— GIVEN INSTRUCTION 1 —
In the post about automatically overwriting changed files, reproduce the passage starting with "(Another way to" and going on through "your local environment.", replacing "package updates" with "cron jobs".
— GIVEN INSTRUCTION 2 —
What label does the post on automatically overwriting changed files recommend placing in every configuration file?
— GIVEN INSTRUCTION 3 —
Continue the comment thread on the post about automatically overwriting changed files, picking up right after its final sentence.

— EXTRACT —
>> begin
Automatedly overwriting changed files is not a feature

June 22, 2013

A commentator on an earlier entry wrote in (small) part, about the advantages of automated configuration management systems:

2) Enforced Consistency and Change Management: With every box picking stuff up from chef on a scheduled basis, changes to important functions are automatically set back to what they should be, rather than someones fiddle or tweak. [...]

I've seen this view expressed in any number of places, to the point where it seems to be common wisdom in some sections of the sysadmin world. I think it is making a terrible mistake.

If people are modifying local files on individual machines, what you have is a failure of process. Something has gone wrong. This should not be happening. Cheerfully eradicating those changed files does two things; it covers up the evidence of a process failure and it probably breaks parts of your environment.

(After all, we should assume that people actually had a reason for making the changes they did to a local file and they wanted (or needed) the results of those changes. If you have people randomly editing configuration files on random machines for fun, you have even bigger problems.)

It's my belief that automated configuration management should not be silently covering up the evidence of a process failure, for all of the obvious reasons. Silently overwriting local changes with the canonical master version sounds good in theory but should not be the default behavior in practice. It's better to warn when a local change is detected, although that takes more work.

(Another way to have this happen is for some other program or automated system on a local machine to be fiddling around with the file. One frequent offender is package updates.)

Sidebar: on not shooting the sysadmin

At this point it's popular to blame the person who made the local change (and to say that overwriting their change will serve to teach them not to do that). This is a failure too. People are rational, so that sysadmin was doing something that they thought was either the right thing or at least necessary despite it being wrong. You should treat this as a serious process failure because it demonstrates that somehow this sysadmin wound up with an incorrect picture of your local environment.

By the way, one of the ways that people wind up with incorrect pictures of the local system environment is that the local system environment is too complex for mere fallible humans to actually keep track of. This gives you fragile complexity.

(In this specific case, one thing to do is to have a label in all of your configuration files mentioning where the master version of the file is located. Then people at least have something that will remind them, possibly in a high stress emergency situation, about how to do things the right way.)


Comments on this page:

From 24.165.55.105 at 2013-06-22 04:58:59:

I'm the original commenter, so just a quick response from my perspective:

"If people are modifying local files on individual machines, what you have is a failure of process. Something has gone wrong. This should not be happening. Cheerfully eradicating those changed files does two things; it covers up the evidence of a process failure and it probably breaks parts of your environment."

Absolutely it's a failure of process if someone is changing files on a server, for any number of reasons.
>> end
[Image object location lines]
>> begin
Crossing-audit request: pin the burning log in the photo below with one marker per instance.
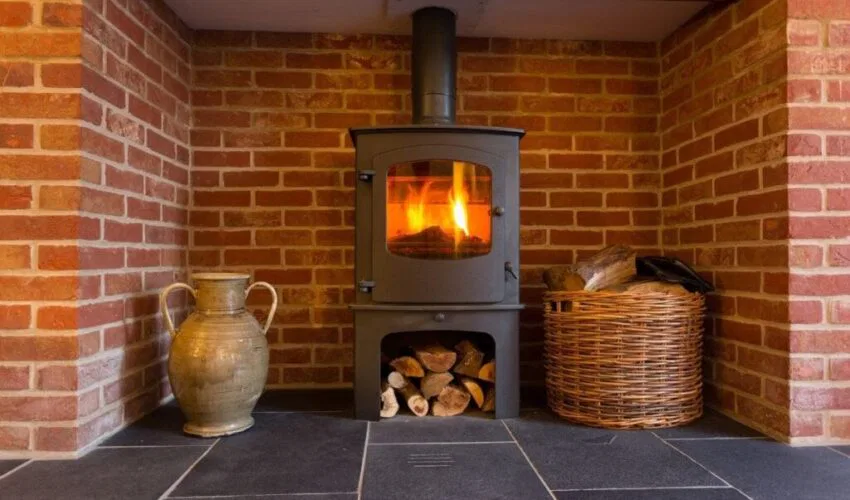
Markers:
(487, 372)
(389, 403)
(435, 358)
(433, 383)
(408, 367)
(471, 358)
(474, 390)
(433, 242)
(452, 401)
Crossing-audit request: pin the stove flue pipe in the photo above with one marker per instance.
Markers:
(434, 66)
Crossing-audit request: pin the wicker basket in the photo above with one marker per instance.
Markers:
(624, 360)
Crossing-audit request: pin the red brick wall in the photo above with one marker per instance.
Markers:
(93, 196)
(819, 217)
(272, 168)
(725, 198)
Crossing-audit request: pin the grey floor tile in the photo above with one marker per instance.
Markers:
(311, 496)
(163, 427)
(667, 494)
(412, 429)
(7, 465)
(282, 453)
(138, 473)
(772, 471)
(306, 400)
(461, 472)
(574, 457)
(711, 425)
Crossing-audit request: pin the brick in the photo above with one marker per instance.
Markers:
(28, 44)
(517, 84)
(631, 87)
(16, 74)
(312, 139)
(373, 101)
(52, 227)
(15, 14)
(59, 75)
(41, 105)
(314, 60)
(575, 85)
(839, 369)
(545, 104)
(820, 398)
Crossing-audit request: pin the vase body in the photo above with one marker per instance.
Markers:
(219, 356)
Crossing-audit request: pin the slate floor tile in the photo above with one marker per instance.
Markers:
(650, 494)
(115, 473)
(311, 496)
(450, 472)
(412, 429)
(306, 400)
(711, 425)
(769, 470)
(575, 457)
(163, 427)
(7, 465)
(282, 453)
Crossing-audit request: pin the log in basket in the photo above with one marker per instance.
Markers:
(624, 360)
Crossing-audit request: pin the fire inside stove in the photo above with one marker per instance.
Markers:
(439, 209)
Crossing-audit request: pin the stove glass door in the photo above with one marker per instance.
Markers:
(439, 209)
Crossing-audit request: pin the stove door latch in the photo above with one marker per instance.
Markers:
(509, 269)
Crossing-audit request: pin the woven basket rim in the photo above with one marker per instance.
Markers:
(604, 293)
>> end
>> begin
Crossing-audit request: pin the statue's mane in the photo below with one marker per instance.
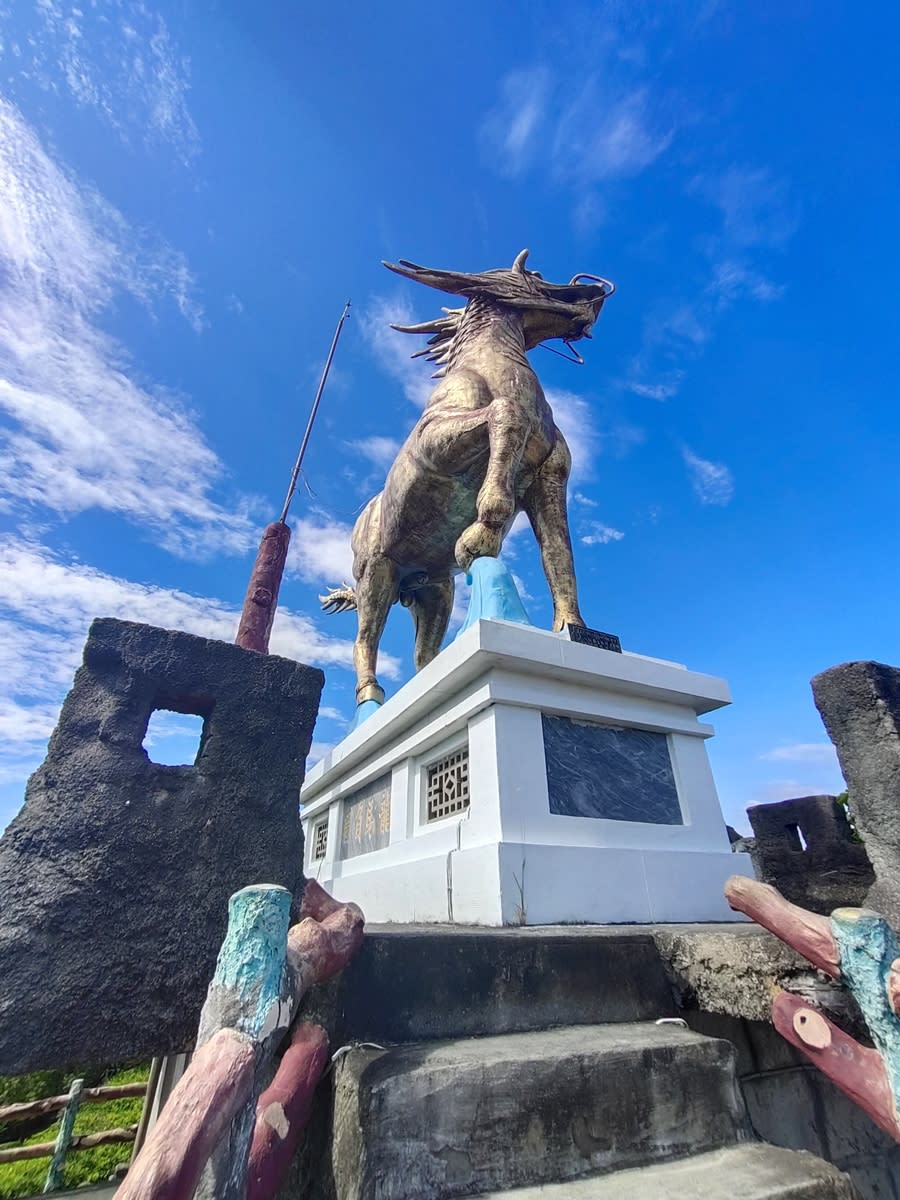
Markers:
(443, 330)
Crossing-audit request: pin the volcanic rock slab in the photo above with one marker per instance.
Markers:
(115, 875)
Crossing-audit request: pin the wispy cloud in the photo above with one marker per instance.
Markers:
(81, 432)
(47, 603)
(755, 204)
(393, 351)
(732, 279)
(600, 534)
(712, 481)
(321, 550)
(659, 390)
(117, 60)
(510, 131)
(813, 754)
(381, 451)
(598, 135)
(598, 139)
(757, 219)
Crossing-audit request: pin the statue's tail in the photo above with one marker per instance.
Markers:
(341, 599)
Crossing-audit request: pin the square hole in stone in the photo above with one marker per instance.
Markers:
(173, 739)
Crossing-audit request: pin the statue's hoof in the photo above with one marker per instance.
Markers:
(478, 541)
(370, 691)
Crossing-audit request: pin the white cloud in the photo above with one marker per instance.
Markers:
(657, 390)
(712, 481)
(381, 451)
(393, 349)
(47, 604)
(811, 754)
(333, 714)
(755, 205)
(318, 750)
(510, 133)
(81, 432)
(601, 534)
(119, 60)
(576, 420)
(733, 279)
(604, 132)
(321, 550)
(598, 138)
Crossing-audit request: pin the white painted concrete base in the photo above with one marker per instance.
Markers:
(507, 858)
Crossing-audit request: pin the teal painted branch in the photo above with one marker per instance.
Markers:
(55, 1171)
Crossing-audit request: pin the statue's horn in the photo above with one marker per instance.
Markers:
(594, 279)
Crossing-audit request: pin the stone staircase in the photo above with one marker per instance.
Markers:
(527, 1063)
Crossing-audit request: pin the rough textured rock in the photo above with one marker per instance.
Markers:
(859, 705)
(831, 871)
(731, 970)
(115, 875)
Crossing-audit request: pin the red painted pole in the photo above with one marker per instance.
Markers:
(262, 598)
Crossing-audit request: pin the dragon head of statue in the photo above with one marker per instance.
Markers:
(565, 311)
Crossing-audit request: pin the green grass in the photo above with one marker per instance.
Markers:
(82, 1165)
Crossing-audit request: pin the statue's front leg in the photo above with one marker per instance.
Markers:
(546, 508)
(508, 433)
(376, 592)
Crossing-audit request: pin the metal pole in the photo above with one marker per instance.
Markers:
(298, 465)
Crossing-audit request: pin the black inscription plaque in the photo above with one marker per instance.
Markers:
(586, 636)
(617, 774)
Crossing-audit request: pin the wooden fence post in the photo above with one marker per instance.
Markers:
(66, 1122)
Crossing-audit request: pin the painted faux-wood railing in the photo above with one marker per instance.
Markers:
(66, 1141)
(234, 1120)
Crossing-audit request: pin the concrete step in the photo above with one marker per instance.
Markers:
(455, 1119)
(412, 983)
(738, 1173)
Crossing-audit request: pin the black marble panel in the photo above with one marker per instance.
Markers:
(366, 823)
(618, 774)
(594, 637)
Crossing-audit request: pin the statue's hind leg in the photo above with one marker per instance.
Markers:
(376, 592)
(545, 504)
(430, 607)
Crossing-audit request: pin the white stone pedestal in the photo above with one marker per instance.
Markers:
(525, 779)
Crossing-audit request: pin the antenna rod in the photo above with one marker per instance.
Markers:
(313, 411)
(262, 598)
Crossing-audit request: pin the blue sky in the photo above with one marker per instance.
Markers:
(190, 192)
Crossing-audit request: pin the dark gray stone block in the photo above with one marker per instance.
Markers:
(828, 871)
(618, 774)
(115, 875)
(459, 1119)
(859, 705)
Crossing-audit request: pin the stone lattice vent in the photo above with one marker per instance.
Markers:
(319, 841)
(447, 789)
>> end
>> begin
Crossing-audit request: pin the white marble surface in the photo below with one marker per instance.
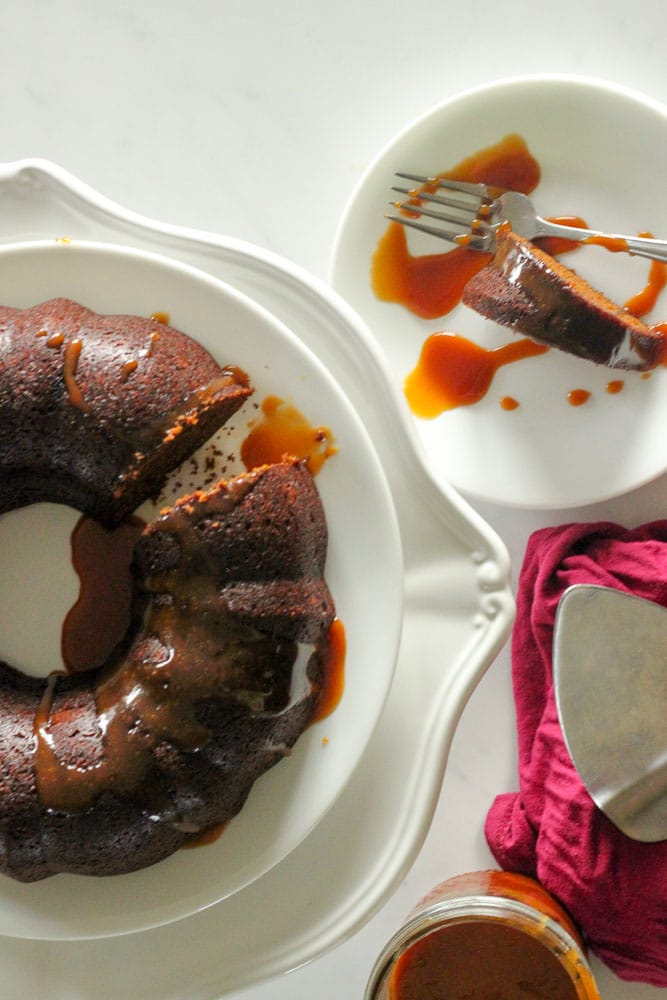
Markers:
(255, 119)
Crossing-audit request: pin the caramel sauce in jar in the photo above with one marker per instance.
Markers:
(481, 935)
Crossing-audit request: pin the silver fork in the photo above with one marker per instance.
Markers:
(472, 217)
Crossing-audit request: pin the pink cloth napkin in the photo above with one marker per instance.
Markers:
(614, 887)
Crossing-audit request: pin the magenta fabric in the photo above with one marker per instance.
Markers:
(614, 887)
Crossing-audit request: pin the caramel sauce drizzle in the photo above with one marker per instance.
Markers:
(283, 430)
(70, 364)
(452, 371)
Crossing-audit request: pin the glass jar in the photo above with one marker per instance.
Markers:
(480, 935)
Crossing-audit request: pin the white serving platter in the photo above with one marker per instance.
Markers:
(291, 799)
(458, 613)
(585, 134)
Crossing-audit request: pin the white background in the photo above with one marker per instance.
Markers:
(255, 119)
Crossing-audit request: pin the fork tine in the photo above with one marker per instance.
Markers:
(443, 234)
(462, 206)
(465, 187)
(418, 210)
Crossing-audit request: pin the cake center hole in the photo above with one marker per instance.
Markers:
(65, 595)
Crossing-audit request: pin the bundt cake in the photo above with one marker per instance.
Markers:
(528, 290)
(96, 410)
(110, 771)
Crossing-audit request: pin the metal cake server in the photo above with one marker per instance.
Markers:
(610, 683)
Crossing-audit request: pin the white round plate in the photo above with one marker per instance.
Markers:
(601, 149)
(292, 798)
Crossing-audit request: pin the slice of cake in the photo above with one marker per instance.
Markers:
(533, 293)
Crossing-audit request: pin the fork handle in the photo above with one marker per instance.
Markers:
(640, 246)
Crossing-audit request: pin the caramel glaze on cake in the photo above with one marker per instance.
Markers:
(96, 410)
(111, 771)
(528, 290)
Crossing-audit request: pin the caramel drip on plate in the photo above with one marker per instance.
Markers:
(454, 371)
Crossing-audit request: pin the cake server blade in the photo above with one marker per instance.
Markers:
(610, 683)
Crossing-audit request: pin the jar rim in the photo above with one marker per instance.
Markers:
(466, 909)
>> end
— WRITTEN ANSWER 1 —
(Another way to have this happen is for some other program or automated system on a local machine to be fiddling around with the file. One frequent offender is cron jobs.)

Sidebar: on not shooting the sysadmin

At this point it's popular to blame the person who made the local change (and to say that overwriting their change will serve to teach them not to do that). This is a failure too. People are rational, so that sysadmin was doing something that they thought was either the right thing or at least necessary despite it being wrong. You should treat this as a serious process failure because it demonstrates that somehow this sysadmin wound up with an incorrect picture of your local environment.

— WRITTEN ANSWER 2 —
A label mentioning where the master version of the file is located.

— WRITTEN ANSWER 3 —
Everyone doing things on the server should know that it's handled by a config management tool. If they don't, then should they even be in a position to make changes? The config file should have a banner at the top (if you're following standard practice) warning you that it's generated by the software and that changes made won't stick. It's not always the case, but that's a question of self/department discipline.

It's my belief that automated configuration management should not be silently covering up the evidence of a process failure, for all of the obvious reasons. Silently overwriting local changes with the canonical master version sounds good in theory but should not be the default behavior in practice. It's better to warn when a local change is detected, although that takes more work.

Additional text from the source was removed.